**What you should do**: Would you restate all the entries exactly, leaving nothing out?

Saved entries
○ ○ ○

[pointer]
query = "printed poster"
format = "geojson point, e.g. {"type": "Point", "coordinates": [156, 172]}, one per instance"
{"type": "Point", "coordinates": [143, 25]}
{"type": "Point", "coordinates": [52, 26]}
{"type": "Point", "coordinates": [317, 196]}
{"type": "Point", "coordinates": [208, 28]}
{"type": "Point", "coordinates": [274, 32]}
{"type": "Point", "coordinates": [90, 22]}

○ ○ ○

**Solution**:
[pointer]
query = "printed poster"
format = "geojson point, e.g. {"type": "Point", "coordinates": [156, 172]}, one per instance"
{"type": "Point", "coordinates": [143, 25]}
{"type": "Point", "coordinates": [52, 26]}
{"type": "Point", "coordinates": [317, 196]}
{"type": "Point", "coordinates": [208, 28]}
{"type": "Point", "coordinates": [274, 32]}
{"type": "Point", "coordinates": [90, 22]}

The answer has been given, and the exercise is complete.